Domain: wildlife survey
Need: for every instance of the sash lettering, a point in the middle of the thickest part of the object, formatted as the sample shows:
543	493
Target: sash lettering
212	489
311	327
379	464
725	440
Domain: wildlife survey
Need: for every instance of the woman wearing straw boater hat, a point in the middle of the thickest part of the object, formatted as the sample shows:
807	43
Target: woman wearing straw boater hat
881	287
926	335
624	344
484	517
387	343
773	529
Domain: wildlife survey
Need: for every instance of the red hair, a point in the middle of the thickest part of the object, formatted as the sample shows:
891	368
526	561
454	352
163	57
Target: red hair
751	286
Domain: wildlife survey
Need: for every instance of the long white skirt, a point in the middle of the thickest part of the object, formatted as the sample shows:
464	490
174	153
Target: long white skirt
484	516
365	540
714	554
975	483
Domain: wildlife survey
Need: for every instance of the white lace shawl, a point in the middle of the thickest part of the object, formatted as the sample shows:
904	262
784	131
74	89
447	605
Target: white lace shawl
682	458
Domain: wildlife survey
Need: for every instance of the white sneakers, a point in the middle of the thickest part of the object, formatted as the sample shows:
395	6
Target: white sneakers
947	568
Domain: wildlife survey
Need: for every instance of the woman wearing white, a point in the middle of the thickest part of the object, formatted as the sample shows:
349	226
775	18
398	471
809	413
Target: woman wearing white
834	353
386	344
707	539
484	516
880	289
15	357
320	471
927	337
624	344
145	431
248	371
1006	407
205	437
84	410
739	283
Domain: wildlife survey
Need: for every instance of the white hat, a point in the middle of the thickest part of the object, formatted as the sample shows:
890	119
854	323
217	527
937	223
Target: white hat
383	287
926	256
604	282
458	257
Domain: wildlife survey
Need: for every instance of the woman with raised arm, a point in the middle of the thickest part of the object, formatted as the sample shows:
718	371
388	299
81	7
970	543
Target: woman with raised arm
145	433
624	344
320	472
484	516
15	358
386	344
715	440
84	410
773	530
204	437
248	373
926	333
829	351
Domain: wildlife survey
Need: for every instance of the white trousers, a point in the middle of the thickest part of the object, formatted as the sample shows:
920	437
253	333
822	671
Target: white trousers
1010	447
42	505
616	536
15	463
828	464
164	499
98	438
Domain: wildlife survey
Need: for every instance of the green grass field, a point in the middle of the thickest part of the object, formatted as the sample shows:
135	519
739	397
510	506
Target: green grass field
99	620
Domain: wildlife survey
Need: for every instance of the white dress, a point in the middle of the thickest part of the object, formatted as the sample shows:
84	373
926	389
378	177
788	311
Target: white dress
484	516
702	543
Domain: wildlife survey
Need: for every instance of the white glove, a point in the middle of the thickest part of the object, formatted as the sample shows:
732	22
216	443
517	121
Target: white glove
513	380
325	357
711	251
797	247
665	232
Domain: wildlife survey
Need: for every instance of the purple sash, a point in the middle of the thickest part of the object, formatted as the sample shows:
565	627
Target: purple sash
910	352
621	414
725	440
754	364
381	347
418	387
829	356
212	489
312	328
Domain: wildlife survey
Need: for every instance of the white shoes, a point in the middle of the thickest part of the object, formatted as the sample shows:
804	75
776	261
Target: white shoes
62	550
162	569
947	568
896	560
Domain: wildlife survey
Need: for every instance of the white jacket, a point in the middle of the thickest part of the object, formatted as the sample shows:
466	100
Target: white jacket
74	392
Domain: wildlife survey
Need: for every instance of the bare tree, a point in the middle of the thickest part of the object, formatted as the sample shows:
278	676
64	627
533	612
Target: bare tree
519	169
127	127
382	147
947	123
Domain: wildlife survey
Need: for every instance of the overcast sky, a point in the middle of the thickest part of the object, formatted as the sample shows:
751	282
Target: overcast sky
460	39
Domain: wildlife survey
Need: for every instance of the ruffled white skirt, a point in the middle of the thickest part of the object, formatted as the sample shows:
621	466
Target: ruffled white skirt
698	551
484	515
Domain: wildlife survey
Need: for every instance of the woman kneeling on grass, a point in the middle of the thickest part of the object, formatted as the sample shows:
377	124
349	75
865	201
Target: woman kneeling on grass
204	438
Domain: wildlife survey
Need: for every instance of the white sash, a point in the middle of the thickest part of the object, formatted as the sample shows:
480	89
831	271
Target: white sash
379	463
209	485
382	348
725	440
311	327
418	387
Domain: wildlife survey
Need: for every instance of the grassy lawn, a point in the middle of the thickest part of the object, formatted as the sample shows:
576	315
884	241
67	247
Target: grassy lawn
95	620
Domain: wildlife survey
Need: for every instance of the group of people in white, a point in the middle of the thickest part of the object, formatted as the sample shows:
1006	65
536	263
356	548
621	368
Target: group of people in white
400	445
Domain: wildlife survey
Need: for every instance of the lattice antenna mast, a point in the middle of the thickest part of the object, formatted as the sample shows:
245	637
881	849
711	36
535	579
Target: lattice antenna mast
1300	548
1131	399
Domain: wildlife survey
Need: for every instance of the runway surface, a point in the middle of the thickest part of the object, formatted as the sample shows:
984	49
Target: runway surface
※ ※ ※
TASK OBJECTIVE
Restate each record word for word.

SOLVED PROBLEM
Domain: wildlife survey
Need: for every instance of the sash lettering, a point in the middle of the thickest part of the object, formatted as the sample shows:
543	493
Target: sash lettering
212	489
311	327
379	464
725	440
Domain: wildlife survey
Need: for every instance of the woman wearing straw boater hat, a point in the middle of the thickest part of the object, formatted as the sample shows:
807	43
Target: woman wearing straw boater hat
881	287
926	335
624	344
484	517
387	343
773	529
Domain: wildlife survey
Need: for every instance of the red hair, a point in the middle of the thickest part of the object, formatted as the sample shows:
891	368
526	561
454	352
163	57
Target: red hair
751	286
Domain: wildlife survey
Need: for every instance of the long white skirt, a point in the middle of the thickest part of the object, formatted as the sample shows:
464	490
174	153
Target: long white skirt
484	516
365	540
714	554
975	483
Domain: wildlife survey
Need: for every instance of the white lace shawl, a point in the middle of the thickest part of the object, formatted as the sample shows:
904	262
784	131
74	89
447	605
Target: white lace shawl
682	458
Domain: wildlife survey
Need: for every instance of the white sneakers, a point in the middle of the thickest part of the object, formatted as the sample shows:
395	6
Target: white sneakers
947	568
Domain: wildlife survey
Need: for every instance of the woman wearing white, a point in the middle of the thickest part of the object, formatted as the sample shows:
349	226
775	18
398	471
809	413
Target: woman wearing white
834	353
386	344
707	539
484	516
880	289
15	357
320	471
927	337
624	344
145	431
248	371
1006	407
205	437
84	410
739	283
Domain: wildlife survey
Need: for every instance of the white hat, a point in the middle of the thickest part of the object, formatted as the sample shows:
890	119
854	323
217	527
937	223
Target: white hat
383	287
926	256
604	282
458	257
Domain: wildlife survey
Need: for every instance of the woman with raised arm, a point in the middle of the thickest part of the object, formatted as the sample shows:
718	371
388	299
81	7
970	543
Target: woman with raised arm
145	433
624	344
320	472
484	516
15	358
386	344
715	440
84	410
773	530
204	437
248	373
926	333
829	351
Domain: wildlife survey
Need: for every instance of the white trousers, a point in the middle of the thickest part of the object, formatted as the sample shows:
920	437
253	333
822	671
Target: white trousers
1010	447
42	505
616	536
15	463
828	464
164	499
98	438
Domain: wildlife survey
Need: for every instance of the green grass field, a point in the middle of the thickest part of the object, formatted as the sample shows:
135	519
739	397
510	506
Target: green grass field
99	620
Domain: wildlife survey
Need: for every instance of the white dress, a point in the middle of the thickest part of the object, formatted as the sample shows:
84	373
926	389
378	177
788	311
Target: white dress
484	516
702	543
Domain: wildlife survey
Need: for every instance of the white glove, a point in the middle of the thickest part of the object, formatted as the sample shows:
732	22
216	443
517	121
Target: white glove
513	380
325	357
711	251
797	247
665	232
Domain: wildlife survey
Need: for every instance of the purple sash, a point in the middle of the thickest part of the object, formatted as the sample shows:
565	627
Target: purple sash
910	352
621	414
725	440
754	364
381	347
418	387
829	356
212	489
312	328
Domain: wildlife survey
Need: for every instance of the white shoes, a point in the middle of the thickest part of the object, formatted as the sample shows:
804	75
776	261
Target: white shoes
62	550
162	569
947	568
896	560
Domain: wildlife survey
Need: for every instance of the white jacket, a point in the middle of the thickest part of the object, formatted as the sample shows:
466	100
Target: white jacket
74	392
Domain: wildlife survey
Need: for every instance of the bare tree, a point in the middle of the thickest part of the object, formatted as the sample shows:
278	676
64	627
533	612
Target: bare tree
519	169
127	127
382	147
947	123
Domain: wildlife survey
Need: for every instance of the overcast sky, a point in the middle of the thickest part of the object, formatted as the sample shows:
751	282
Target: overcast sky
460	39
Domain: wildlife survey
Need: for every instance of the ruffled white skirt, a point in the middle of the thickest part of the object, formatted as the sample shows:
621	466
Target: ruffled white skirt
698	551
484	515
Domain: wildlife survey
Need: for every instance of the woman kneeling on grass, a point in the middle of the thickest part of the object, formatted as the sample shows:
377	124
349	75
865	201
Target: woman kneeling on grass
204	438
Domain: wildlife survey
Need: for every instance of the white sash, a point in the middle of the thickest part of the object, formatted as the sample shows:
480	89
831	271
Target: white sash
379	463
209	485
382	348
725	440
311	327
418	387
Domain: wildlife survey
Need: for every instance of the grassy lawn, a point in the middle of the thickest part of the object, formatted as the sample shows:
576	315
884	241
67	247
Target: grassy lawn
95	620
Domain: wildlife survey
Need: for every instance of the group of people in white, a point in the middle of the thickest part of the object, formatted as the sample shows:
1006	65
536	263
356	548
621	368
Target: group of people in white
400	445
Domain: wildlife survey
Need: for every instance of the lattice antenna mast, a point in the middle of the thickest part of the object, formatted as the sample shows:
245	637
881	849
711	36
535	579
Target: lattice antenna mast
1300	548
1131	399
Domain: wildlife survey
Need: for every instance of the runway surface, a point in the middle of the thickest part of the object, formatted as the sample shows:
984	49
Target: runway surface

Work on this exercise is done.